__Task__: From the line that has "Placement rule: one point per instance of the athlete's leg, set" down to the final line of the listing below, transcribe every line exactly, and only those.

Data listing:
● ● ● ● ● ● ●
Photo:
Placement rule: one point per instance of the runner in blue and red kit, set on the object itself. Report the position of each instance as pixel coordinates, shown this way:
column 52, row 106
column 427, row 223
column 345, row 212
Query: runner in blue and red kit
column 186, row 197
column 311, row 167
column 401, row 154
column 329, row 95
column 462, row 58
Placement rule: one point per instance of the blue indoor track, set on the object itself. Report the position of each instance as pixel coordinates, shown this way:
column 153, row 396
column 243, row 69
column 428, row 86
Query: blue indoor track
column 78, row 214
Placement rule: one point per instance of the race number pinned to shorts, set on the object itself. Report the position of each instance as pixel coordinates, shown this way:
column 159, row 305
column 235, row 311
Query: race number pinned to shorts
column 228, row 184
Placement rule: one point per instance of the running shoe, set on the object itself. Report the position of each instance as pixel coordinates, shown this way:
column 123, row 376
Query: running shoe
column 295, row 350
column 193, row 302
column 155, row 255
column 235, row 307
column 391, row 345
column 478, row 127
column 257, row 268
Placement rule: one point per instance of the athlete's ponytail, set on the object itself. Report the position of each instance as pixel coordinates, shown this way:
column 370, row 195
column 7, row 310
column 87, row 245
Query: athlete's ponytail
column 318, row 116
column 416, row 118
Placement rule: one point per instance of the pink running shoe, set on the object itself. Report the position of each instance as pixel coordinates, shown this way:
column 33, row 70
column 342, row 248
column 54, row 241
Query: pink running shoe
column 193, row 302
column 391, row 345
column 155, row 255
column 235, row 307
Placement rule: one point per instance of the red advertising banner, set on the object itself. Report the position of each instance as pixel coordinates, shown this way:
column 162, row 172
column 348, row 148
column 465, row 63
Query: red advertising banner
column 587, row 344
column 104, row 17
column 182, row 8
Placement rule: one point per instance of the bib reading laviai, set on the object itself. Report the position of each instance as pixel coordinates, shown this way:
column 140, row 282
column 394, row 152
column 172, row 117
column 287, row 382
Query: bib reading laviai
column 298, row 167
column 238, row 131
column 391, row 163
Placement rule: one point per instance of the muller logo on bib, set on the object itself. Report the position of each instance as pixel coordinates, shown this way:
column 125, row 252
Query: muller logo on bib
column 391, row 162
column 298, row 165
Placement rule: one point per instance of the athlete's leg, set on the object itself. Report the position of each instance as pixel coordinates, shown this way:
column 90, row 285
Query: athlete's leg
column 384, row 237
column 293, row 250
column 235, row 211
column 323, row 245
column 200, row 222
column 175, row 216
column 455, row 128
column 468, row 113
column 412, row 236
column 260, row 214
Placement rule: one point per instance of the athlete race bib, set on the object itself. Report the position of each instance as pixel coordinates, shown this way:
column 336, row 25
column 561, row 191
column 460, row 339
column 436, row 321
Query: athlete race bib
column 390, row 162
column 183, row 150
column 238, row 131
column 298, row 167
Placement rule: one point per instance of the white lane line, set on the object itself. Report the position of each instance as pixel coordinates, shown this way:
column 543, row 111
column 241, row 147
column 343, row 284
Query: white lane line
● ● ● ● ● ● ●
__Solution for this problem__:
Placement rule: one point per instance of the athlete's leg, set on the object itself. Report the position of each instance as pixel coordinates, shown this way:
column 90, row 285
Query: athlete's leg
column 384, row 237
column 293, row 250
column 235, row 211
column 323, row 245
column 200, row 222
column 175, row 216
column 455, row 128
column 468, row 113
column 412, row 236
column 260, row 214
Placement rule: one point per instance of the athlete race bib, set on the object itself. Report the position of each instance as pixel coordinates, shown this way:
column 336, row 25
column 561, row 191
column 460, row 339
column 436, row 321
Query: athlete race bib
column 390, row 162
column 183, row 150
column 238, row 131
column 298, row 167
Placement rule: one point per instance of the white lane line, set on the object itself. Report the position of each instance as pixel coordinates, shown this way:
column 543, row 111
column 241, row 147
column 343, row 284
Query: white lane line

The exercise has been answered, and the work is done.